Reading passage:
+-------+

Earthquakes, tsunamis, wildfires, landslides, extreme weather, go-bags? We’re ready.

But hazardous material and oil spills? Drought or terrorist activities?

It’s something even remote counties need to consider in their disaster preparedness plans.

Tolowa Dee-ni’ Nation Emergency Manager Kymmie Scott has been addressing all those disaster scenarios and more as part of such a plan the nation approved earlier this month. She outlined much of it in a meeting at the Howonquet Community Center Tuesday night.

The meeting was held to explain to local residents the inherent risks of living on the edge of an earthquake, in the middle of a forest and along a heavily trafficked highway in northern Del Norte County. But the issues are equally as pertinent in Curry County, Scott said.

“There’s a whole lot of things that can potentially affect us here,” she said. “If we don’t know a hazardous material incident could be a disaster here, we don’t know how to overcome it when it happens to us.”

Local knowledge

The Tolowa Dee-ni’ Nation approved its Emergency Operation Plan — the “basic plan” — Jan. 10, and is now working on the minutiae, such as how debris might be handled after a tsunami, or how to start the recovery process of building roads and water systems and homes.

A community approach is key in small communities — it was witnessed in the Chetco Bar and Klondike wildfires of 2017 and 2018. There, state and federal officials descended upon the area, were said to have dismissed advice given by those who have historical knowledge of the land — including information about alternate routes and how the Chetco Effect works — and might have contributed to the situation getting out of hand, many have said.

“I might know a lot about emergency management,” Scott said. “But I know little about the community. But there’s knowledge each one of you has about your community. In talks with community members, I hear things and think, ‘I’d never guessed in a million years!’ Or, ‘I never read that in a textbook;’ ‘I never heard that from FEMA.’ Every perspective of (local) information has been helpful to me.”

+-------+

Extracted entries:

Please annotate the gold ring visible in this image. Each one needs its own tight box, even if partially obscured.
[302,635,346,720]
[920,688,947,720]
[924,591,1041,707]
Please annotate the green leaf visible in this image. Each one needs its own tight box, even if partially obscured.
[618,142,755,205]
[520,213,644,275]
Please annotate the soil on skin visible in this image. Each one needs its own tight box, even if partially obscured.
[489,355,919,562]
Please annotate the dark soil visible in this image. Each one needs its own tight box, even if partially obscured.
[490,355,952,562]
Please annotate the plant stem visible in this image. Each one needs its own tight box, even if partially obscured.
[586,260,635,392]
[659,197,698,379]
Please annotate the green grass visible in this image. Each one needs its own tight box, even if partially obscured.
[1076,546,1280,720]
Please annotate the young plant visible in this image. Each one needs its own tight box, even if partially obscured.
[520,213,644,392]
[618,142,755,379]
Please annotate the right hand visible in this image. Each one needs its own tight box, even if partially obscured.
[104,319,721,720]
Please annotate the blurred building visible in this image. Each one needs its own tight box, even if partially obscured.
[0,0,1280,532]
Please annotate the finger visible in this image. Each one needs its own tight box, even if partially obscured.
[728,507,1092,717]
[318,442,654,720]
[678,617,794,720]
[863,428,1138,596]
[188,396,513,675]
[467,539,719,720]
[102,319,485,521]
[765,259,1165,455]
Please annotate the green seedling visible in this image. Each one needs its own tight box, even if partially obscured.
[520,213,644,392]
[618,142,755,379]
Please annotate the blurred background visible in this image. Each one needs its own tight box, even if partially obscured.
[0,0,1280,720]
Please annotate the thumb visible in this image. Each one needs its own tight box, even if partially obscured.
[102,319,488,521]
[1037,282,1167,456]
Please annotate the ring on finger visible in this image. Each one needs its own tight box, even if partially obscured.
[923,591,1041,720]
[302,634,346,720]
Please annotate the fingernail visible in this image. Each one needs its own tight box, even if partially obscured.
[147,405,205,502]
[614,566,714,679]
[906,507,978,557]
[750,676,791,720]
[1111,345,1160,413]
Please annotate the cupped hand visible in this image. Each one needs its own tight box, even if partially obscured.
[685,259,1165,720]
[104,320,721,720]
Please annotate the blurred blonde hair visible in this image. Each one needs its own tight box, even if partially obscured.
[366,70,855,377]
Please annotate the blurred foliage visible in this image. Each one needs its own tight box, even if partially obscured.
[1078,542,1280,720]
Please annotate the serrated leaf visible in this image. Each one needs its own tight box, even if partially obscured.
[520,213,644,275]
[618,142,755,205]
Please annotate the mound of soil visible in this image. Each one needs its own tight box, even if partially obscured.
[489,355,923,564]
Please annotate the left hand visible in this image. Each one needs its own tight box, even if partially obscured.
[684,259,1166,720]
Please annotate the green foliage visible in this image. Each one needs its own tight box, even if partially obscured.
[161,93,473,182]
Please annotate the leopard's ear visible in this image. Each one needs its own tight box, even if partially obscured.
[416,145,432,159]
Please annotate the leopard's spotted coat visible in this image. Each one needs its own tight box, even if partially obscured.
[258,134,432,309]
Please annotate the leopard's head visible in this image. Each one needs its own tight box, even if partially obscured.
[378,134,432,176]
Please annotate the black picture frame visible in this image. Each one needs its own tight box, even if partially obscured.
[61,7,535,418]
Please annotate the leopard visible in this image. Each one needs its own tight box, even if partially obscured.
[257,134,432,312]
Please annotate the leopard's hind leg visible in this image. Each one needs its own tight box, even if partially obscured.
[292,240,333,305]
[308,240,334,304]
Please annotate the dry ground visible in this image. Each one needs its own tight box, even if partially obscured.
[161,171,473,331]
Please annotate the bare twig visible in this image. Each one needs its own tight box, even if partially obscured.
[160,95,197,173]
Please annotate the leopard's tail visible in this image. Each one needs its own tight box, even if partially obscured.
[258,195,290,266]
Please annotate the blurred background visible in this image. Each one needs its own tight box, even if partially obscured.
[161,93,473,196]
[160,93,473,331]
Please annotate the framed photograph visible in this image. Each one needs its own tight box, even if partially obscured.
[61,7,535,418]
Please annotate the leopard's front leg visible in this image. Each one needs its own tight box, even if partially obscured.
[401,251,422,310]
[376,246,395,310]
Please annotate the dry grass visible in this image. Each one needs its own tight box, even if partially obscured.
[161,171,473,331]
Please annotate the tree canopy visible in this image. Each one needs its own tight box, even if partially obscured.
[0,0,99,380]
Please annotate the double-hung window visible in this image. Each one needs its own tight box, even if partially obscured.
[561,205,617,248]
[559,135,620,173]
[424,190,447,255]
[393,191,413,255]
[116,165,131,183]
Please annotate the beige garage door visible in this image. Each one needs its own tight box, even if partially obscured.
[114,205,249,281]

+-------+

Set exercise 1:
In the emergency-planning article, condense the paragraph beginning "A community approach is key" into a shorter version that keeps its main facts.
Set exercise 2:
Carry on the emergency-planning article, picking up after its final paragraph.

Expected answer 1:
Small communities need a community-based approach, as the Chetco Bar and Klondike wildfires of 2017 and 2018 showed. Many have said that the state and federal officials who arrived there dismissed advice from people with historical knowledge of the land, including alternate routes and how the Chetco Effect works, and may have helped the situation get out of hand.

Expected answer 2:
She cited a man whose family has lived on the banks of the Smith River for generations. When a flood is forecast after a heavy storm, they watch the river rise. They’re not overly concerned with that river rise, Kimmie said — they’re watching to see if it suddenly stops. If that happens, they know there’s been a blockage upstream, and when that water finally bursts through, then the family will really see the river rise. They plan for that.

Who knew?

Many disasters can cause damage beyond what’s originally thought, Scott said.

Fisheries can be lost — for the Tolowa, a cultural loss, as well.

Beyond the quake

Many communities, Scott said, have disaster plans in place. But many also don’t have plans to address the ramifications — the cascading effects — of those emergencies.

The people of Paradise, California, knew to flee the raging Camp Fire last fall. But they had nowhere to go when their town was completely engulfed. Many are still living in cars.

“What happens when your place of employment burns down?” Scott said. “What if your mom’s home, where you were going to sleep on the couch when your house burned down, burns down?”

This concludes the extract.